=== Task goal ===
From the records beneath, determine how many lines contain "flower" and report only that figure.
-- Records for the task follows --
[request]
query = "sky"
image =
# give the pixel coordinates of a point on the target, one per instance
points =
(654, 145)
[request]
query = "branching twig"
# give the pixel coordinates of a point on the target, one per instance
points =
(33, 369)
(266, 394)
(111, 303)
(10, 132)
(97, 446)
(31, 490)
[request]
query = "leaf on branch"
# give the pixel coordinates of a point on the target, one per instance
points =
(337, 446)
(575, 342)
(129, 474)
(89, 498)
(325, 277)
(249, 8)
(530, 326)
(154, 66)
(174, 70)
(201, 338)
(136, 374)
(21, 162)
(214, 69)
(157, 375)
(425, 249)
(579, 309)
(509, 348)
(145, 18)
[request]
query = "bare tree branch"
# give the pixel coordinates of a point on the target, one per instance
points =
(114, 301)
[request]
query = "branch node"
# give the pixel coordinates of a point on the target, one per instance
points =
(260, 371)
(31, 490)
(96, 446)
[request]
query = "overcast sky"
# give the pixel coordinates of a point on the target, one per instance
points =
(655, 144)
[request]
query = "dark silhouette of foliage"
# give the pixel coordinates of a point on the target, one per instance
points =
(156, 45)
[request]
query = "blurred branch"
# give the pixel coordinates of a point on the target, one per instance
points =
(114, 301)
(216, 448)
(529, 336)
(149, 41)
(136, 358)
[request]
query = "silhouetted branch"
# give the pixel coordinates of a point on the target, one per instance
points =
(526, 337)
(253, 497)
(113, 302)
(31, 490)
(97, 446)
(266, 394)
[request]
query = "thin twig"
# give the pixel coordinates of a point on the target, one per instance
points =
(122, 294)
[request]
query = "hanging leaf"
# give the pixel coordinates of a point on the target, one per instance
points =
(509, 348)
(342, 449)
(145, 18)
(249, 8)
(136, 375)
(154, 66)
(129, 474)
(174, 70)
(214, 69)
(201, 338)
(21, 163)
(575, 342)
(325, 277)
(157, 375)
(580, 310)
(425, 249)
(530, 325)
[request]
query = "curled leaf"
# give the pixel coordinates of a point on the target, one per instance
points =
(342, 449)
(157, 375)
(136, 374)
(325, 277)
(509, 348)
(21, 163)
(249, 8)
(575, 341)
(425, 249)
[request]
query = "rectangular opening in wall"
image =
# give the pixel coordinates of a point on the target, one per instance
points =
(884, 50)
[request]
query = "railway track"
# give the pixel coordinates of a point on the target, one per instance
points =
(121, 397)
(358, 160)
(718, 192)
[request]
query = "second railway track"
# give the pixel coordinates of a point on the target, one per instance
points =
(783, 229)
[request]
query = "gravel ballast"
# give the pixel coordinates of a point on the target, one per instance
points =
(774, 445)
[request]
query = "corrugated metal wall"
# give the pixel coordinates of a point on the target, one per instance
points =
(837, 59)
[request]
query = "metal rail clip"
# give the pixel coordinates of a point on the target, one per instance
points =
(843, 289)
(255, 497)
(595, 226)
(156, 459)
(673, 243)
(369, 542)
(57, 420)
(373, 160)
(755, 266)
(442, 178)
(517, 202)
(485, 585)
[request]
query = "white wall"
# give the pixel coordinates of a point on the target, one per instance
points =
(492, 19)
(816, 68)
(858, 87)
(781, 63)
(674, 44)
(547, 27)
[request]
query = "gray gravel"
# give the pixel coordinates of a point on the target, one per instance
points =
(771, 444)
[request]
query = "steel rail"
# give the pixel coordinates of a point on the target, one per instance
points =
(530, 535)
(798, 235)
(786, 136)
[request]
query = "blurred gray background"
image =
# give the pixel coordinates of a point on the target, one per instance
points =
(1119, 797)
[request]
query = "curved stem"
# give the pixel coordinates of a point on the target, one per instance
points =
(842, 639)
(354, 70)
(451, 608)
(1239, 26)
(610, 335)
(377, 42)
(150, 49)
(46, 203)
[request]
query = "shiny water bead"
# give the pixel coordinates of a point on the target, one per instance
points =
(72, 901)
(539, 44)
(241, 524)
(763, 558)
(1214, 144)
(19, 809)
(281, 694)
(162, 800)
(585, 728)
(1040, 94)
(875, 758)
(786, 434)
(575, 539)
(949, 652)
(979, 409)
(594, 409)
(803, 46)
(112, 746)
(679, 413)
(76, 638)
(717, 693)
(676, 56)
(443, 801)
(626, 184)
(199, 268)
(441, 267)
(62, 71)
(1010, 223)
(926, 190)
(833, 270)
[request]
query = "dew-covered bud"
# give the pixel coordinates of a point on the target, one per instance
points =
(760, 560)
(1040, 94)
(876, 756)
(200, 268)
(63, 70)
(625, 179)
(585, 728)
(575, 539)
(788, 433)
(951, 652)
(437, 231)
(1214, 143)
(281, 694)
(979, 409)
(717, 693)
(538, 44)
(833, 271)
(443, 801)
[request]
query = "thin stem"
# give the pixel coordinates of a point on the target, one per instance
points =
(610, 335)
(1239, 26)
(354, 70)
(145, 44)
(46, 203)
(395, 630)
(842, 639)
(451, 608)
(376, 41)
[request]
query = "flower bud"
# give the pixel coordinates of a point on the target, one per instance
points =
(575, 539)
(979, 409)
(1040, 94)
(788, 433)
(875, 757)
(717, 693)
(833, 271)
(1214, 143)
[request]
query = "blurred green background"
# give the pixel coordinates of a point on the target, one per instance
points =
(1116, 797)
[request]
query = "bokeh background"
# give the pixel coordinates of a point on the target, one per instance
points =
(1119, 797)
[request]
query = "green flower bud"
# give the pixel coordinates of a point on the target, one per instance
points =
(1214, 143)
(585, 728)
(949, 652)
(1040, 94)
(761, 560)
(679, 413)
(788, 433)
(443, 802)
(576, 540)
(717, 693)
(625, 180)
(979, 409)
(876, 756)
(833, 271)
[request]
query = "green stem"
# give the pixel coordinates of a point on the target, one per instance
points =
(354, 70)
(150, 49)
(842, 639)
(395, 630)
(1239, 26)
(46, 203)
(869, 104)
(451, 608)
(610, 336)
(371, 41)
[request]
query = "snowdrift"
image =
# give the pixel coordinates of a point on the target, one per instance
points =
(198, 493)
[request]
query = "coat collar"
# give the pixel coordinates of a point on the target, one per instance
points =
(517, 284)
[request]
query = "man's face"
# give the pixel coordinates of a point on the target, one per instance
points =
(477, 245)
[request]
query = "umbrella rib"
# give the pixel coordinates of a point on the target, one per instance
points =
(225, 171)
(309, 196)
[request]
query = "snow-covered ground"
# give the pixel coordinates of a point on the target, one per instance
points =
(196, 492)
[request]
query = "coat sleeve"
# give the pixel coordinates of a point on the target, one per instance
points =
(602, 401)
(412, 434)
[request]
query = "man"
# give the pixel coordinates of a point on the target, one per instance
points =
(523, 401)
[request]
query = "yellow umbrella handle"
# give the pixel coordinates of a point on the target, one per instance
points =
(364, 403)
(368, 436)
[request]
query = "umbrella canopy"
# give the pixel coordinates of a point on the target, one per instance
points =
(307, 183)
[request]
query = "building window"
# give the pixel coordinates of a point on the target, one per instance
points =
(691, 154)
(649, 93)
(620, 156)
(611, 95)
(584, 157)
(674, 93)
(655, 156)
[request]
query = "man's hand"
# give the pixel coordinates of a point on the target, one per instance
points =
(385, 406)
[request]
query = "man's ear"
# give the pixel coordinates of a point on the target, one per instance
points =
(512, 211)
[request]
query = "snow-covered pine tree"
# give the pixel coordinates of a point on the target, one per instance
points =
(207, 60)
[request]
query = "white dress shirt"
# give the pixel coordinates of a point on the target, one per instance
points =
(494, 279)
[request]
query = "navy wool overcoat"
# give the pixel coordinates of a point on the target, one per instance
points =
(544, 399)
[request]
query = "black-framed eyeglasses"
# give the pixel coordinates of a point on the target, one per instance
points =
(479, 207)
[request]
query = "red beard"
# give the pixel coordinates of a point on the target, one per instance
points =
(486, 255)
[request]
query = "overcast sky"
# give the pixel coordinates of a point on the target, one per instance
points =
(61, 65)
-- Records for the task concluded --
=== Exercise result ===
2